[Exercise brief]: Render the records below as a numbered list with one line per entry, skipping any blank lines. Omit the pictures.

[Dataset records]:
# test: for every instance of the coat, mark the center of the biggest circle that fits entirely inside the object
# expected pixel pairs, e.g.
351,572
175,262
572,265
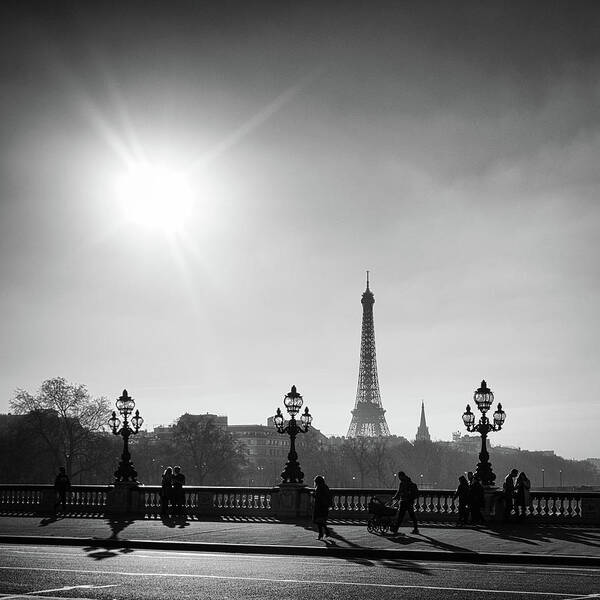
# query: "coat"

[Task response]:
1. # test: for every instance of the coat, mark the center of the biggest circle that fits entirely inside the object
2. # expected pixel pairs, e.g.
3. 351,572
4. 175,262
5. 572,265
6. # query: "coat"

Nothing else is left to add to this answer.